You are viewing a plain text version of this content. The canonical link for it is here.
Posted to issues@spark.apache.org by "Peter Toth (Jira)" <ji...@apache.org> on 2020/10/09 07:48:00 UTC

[jira] [Commented] (SPARK-33098) Exception when using 'in' to compare a partition column to a literal with the wrong type

    [ https://issues.apache.org/jira/browse/SPARK-33098?page=com.atlassian.jira.plugin.system.issuetabpanels:comment-tabpanel&focusedCommentId=17210689#comment-17210689 ] 

Peter Toth commented on SPARK-33098:
------------------------------------

I've started to look into this issue.

> Exception when using 'in' to compare a partition column to a literal with the wrong type
> ----------------------------------------------------------------------------------------
>
>                 Key: SPARK-33098
>                 URL: https://issues.apache.org/jira/browse/SPARK-33098
>             Project: Spark
>          Issue Type: Bug
>          Components: SQL
>    Affects Versions: 3.1.0
>            Reporter: Bruce Robbins
>            Priority: Major
>
> Comparing a partition column against a literal with the wrong type works if you use equality ('='). However, if you use 'in', you get:
> {noformat}
> MetaException(message:Filtering is supported only on partition keys of type string)

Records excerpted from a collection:
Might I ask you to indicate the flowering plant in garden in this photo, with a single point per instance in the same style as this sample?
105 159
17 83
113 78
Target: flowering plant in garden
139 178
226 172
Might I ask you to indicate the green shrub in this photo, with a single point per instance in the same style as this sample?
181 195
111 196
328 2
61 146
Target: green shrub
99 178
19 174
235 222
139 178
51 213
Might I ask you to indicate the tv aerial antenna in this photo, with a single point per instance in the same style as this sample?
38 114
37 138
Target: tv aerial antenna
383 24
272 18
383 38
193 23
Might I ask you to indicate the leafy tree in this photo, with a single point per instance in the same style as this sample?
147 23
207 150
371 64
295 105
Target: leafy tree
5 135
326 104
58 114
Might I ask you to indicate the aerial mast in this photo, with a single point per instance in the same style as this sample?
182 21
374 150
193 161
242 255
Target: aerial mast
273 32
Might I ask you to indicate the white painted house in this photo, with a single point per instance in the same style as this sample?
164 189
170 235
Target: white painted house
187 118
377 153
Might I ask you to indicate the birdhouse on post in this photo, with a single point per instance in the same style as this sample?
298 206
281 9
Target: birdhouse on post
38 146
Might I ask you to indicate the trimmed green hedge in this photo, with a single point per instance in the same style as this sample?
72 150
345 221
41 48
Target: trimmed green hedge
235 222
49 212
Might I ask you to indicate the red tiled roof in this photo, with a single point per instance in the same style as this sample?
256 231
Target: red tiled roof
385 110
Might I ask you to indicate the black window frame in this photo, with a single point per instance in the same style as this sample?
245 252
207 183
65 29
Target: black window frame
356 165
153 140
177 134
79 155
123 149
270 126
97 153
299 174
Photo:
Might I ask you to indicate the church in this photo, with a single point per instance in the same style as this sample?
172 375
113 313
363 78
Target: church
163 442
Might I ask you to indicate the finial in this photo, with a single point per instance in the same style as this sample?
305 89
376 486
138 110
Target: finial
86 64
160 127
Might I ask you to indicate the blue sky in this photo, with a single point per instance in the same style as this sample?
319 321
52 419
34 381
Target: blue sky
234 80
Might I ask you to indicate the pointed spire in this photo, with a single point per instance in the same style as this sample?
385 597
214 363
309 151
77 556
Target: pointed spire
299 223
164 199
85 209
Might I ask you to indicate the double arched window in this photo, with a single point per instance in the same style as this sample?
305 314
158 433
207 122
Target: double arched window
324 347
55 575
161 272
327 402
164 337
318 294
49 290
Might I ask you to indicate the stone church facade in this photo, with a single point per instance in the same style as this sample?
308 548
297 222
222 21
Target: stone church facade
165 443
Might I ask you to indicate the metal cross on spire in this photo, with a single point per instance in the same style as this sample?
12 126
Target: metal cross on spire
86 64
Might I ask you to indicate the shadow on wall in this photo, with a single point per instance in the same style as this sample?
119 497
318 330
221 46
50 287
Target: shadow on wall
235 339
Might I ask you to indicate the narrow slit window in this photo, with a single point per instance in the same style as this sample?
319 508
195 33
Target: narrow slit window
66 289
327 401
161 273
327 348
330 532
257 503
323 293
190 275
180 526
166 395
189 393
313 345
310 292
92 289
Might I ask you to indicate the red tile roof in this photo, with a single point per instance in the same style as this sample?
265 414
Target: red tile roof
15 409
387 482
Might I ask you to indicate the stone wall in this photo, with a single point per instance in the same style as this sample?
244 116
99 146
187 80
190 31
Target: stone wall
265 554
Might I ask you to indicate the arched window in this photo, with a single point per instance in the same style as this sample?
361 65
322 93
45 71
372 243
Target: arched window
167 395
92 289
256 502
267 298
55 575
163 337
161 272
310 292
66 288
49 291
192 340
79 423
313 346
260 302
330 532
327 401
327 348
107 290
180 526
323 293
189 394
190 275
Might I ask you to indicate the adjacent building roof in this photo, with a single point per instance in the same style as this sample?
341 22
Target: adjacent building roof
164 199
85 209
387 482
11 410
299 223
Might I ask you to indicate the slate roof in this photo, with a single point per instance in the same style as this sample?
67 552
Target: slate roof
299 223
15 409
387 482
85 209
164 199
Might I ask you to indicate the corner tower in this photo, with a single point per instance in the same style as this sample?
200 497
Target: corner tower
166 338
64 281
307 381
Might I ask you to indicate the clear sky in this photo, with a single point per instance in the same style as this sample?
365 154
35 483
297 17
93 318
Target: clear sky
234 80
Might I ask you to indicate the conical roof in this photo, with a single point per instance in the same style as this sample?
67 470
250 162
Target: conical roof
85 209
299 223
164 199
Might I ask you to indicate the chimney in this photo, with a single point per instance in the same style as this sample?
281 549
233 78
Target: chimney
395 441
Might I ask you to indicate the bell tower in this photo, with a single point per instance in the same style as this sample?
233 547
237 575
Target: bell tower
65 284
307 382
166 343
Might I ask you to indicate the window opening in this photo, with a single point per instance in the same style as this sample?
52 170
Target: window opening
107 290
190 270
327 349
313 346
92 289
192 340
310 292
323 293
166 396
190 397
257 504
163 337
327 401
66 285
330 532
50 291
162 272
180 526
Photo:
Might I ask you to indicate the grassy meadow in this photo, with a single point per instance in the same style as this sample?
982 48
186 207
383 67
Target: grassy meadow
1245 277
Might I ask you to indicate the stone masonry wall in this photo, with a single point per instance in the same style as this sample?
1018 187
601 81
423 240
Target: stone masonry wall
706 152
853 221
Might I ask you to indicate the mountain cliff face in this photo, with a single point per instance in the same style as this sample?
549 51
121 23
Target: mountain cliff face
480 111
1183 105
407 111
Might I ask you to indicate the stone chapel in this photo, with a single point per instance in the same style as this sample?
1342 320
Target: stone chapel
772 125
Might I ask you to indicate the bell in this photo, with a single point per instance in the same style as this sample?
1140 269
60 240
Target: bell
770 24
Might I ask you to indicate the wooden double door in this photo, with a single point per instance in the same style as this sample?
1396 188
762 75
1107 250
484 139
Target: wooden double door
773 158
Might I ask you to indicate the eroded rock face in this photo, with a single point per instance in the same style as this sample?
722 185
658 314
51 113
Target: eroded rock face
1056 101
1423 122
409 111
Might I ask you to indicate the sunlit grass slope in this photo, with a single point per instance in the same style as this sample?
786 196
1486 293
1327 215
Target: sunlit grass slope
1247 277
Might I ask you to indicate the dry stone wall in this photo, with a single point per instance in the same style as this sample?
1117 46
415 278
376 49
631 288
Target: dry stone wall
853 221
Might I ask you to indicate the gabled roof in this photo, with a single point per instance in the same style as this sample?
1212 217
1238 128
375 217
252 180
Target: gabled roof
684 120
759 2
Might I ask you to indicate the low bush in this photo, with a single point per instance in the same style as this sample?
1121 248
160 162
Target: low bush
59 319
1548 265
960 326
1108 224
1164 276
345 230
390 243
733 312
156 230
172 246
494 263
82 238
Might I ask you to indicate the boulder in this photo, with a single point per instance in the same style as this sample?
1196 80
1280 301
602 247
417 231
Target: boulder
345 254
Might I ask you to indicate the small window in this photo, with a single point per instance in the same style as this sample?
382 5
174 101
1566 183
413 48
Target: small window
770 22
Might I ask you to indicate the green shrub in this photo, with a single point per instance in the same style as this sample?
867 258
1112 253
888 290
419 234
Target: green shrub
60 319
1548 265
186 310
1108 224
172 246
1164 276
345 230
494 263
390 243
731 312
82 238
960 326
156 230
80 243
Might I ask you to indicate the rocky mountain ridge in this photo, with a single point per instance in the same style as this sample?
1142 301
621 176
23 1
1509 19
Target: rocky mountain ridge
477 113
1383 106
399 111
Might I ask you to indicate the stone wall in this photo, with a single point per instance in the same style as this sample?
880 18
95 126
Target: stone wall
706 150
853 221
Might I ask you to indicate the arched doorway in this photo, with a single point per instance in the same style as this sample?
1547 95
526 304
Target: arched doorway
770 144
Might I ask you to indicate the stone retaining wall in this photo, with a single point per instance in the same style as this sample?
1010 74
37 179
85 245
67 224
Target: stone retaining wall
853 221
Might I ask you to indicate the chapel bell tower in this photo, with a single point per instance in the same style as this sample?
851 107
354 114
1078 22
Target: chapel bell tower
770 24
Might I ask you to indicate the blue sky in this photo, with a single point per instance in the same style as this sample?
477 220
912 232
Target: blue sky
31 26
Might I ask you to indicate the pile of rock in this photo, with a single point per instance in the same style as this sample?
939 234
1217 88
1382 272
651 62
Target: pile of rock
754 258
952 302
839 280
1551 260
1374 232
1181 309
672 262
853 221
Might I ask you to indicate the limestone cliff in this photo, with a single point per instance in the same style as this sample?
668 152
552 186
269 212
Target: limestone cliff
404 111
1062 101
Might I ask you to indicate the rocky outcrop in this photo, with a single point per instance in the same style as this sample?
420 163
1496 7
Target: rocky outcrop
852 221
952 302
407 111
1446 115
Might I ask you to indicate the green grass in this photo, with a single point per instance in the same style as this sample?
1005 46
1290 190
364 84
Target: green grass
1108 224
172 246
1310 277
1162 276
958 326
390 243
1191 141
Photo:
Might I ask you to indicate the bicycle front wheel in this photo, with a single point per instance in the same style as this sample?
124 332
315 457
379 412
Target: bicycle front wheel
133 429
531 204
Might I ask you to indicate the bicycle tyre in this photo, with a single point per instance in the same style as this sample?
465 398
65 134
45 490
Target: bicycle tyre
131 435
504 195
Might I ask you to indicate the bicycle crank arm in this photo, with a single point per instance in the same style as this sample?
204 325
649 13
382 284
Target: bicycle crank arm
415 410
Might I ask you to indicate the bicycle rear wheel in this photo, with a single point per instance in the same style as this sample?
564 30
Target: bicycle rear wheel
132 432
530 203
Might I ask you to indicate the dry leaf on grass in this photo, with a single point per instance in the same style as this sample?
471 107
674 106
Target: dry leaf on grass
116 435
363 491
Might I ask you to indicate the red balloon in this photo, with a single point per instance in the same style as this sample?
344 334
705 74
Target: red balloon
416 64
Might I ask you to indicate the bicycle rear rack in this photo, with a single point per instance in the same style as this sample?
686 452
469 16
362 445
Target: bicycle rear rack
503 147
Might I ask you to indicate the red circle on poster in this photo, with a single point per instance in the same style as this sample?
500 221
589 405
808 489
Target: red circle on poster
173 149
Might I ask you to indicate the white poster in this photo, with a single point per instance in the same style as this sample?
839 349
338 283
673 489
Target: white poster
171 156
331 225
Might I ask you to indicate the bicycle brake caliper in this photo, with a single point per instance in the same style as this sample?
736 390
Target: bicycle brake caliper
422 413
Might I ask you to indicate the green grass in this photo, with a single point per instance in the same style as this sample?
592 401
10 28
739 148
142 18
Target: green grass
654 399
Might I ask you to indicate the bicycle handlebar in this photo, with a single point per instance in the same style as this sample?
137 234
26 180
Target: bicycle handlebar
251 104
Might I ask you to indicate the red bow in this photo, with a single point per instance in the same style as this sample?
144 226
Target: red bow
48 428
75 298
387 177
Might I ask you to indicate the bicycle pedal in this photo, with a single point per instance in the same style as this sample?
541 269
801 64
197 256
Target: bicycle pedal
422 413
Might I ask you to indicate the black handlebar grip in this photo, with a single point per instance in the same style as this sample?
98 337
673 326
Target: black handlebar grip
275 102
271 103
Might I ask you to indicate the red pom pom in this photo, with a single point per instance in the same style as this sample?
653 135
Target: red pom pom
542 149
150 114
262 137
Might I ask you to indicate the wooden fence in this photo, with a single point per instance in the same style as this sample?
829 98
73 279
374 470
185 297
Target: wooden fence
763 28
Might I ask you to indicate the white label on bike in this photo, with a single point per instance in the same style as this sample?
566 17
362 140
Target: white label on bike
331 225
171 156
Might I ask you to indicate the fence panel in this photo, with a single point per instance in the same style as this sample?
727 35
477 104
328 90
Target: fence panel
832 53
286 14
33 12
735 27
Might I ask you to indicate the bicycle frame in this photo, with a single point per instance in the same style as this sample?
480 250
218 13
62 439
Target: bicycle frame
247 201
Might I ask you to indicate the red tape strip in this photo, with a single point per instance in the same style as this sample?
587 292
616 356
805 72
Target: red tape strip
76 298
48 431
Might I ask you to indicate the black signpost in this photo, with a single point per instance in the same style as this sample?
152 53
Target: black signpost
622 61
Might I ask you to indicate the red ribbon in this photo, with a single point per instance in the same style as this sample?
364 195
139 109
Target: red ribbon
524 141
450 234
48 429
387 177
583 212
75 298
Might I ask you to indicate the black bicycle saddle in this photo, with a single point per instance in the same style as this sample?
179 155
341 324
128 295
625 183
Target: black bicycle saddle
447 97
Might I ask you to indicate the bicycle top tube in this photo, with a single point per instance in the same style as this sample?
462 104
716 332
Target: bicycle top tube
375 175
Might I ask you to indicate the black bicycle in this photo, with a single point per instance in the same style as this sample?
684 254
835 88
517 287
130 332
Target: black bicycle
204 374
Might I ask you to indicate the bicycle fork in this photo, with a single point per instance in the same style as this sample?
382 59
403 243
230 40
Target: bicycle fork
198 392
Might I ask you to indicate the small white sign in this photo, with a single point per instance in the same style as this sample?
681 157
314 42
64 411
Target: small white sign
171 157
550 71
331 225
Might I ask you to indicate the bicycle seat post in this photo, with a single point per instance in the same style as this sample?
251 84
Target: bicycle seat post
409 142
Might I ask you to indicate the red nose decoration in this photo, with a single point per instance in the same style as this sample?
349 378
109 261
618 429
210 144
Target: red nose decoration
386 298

WORK TO DO
1: Give every field name in the quoted header block of the Jira comment about SPARK-33098, from "Key" onward.
2: Carry on the Jira comment about SPARK-33098 from the point where its text stops.
The records have no role in this work.

TASK-BY-TASK RESULTS
1: Key, URL, Project, Issue Type, Components, Affects Versions, Reporter, Priority

2:
> {noformat}
> For example:
> {noformat}
> spark-sql> create table test (a int) partitioned by (b int) stored as parquet;
> Time taken: 0.323 seconds
> spark-sql> insert into test values (1, 1), (1, 2), (2, 2);
> 20/10/08 19:57:14 WARN log: Updating partition stats fast for: test
> 20/10/08 19:57:14 WARN log: Updating partition stats fast for: test
> 20/10/08 19:57:14 WARN log: Updated size to 418
> 20/10/08 19:57:14 WARN log: Updated size to 836
> Time taken: 2.124 seconds
> spark-sql> -- this works, of course
> spark-sql> select * from test where b in (2);
> 1	2
> 2	2
> Time taken: 0.13 seconds, Fetched 2 row(s)
> spark-sql> -- this also works (equals with wrong type)
> spark-sql> select * from test where b = '2';
> 1	2
> 2	2
> Time taken: 0.132 seconds, Fetched 2 row(s)
> spark-sql> -- this does not work ('in' with wrong type)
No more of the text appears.